### YOUR GOAL
Copy out the lines word for word, starting at the line that contains "Target: ornate pediment" and ending with the line that contains "355 163 L 391".
━━━ DATA SUPPLIED ━━━
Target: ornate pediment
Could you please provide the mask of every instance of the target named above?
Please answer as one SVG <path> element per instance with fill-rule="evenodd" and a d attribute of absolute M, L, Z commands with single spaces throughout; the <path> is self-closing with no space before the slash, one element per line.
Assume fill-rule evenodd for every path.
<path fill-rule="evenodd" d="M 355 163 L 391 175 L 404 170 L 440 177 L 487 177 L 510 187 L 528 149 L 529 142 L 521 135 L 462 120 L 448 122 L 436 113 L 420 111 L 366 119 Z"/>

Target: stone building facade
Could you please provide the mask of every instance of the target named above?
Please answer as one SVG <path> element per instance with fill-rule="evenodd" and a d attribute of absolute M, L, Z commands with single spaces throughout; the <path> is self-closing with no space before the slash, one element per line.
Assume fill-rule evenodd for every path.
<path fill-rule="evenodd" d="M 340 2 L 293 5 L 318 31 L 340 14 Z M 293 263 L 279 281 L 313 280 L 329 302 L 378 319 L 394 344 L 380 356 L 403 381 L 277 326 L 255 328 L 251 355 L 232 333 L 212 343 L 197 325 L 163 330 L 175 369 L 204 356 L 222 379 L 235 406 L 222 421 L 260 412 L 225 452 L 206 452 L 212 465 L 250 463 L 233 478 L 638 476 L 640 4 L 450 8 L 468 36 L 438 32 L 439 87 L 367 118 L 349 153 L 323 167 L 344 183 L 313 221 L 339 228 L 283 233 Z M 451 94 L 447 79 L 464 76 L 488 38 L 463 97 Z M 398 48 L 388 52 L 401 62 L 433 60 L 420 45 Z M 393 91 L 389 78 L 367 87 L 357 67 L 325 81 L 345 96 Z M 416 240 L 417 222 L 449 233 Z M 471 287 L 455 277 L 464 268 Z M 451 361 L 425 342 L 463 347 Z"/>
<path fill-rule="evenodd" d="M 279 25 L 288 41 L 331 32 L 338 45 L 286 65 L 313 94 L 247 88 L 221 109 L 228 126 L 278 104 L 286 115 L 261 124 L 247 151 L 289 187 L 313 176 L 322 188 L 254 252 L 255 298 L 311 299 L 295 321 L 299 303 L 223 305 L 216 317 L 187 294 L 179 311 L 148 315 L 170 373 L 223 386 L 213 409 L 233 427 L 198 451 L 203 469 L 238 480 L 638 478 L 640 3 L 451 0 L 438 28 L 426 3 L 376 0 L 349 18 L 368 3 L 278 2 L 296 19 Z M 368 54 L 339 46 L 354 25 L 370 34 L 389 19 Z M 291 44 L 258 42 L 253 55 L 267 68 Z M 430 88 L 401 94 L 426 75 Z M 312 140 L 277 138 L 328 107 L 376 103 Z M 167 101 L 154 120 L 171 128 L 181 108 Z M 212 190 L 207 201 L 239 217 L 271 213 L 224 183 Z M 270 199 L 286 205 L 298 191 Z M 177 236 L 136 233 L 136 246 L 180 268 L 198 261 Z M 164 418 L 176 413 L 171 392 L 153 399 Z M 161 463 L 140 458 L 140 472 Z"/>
━━━
━━━ DATA SUPPLIED ━━━
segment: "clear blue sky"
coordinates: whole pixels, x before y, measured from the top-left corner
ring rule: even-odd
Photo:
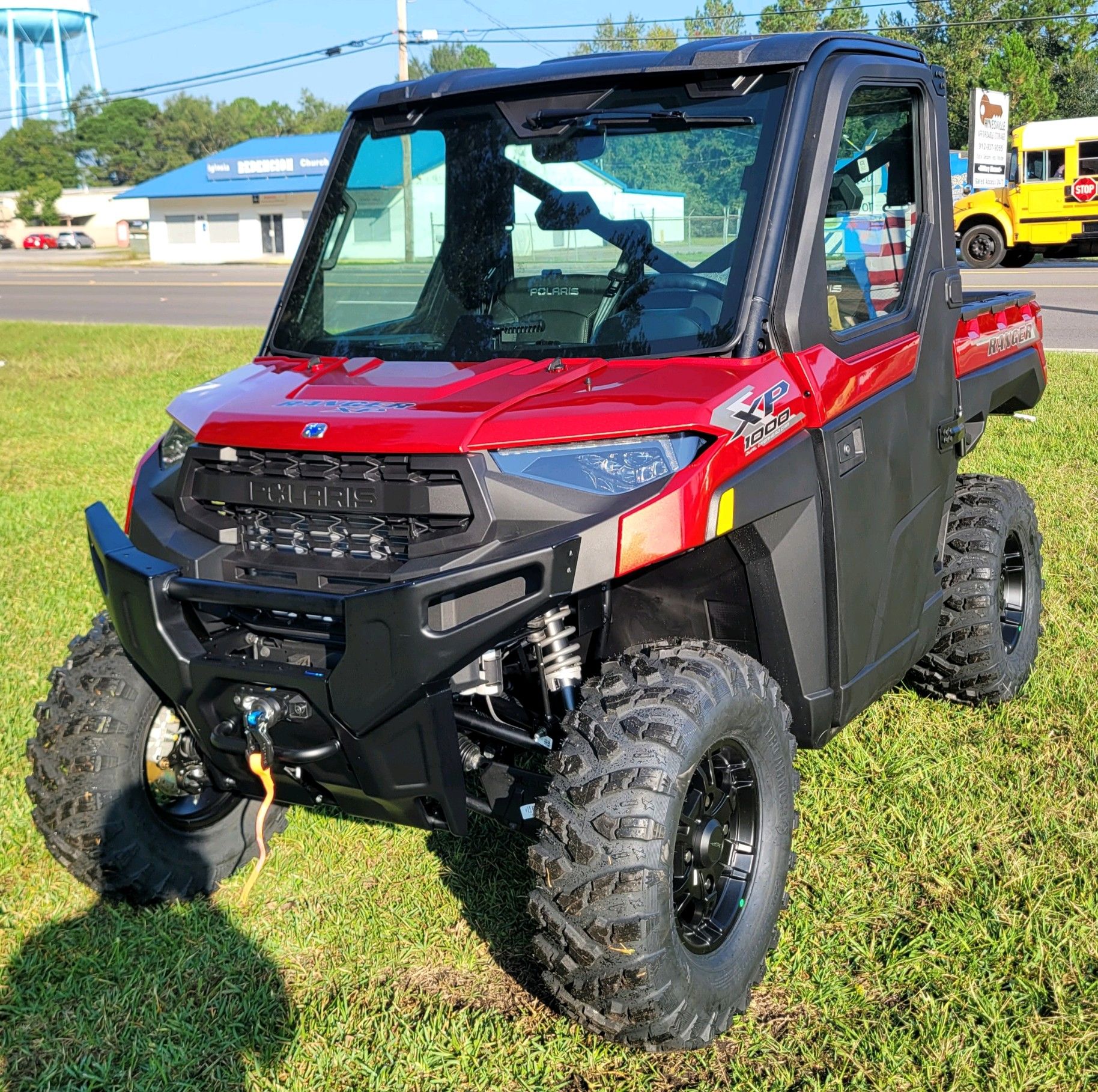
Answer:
━━━
### ANSWER TO THE TASK
Target: ornate pediment
Could you please provide the mask of every instance of the target named above?
Please answer as one SVG <path> element per instance with fill-rule="evenodd" and a d attribute of absolute M, L, Z commands with single spaces throughout; the <path> is self-closing with no space before the slash, one element per line.
Assume fill-rule evenodd for every path.
<path fill-rule="evenodd" d="M 355 163 L 391 175 L 404 170 L 440 177 L 487 177 L 510 187 L 528 149 L 529 142 L 521 135 L 462 120 L 448 122 L 436 113 L 420 111 L 366 119 Z"/>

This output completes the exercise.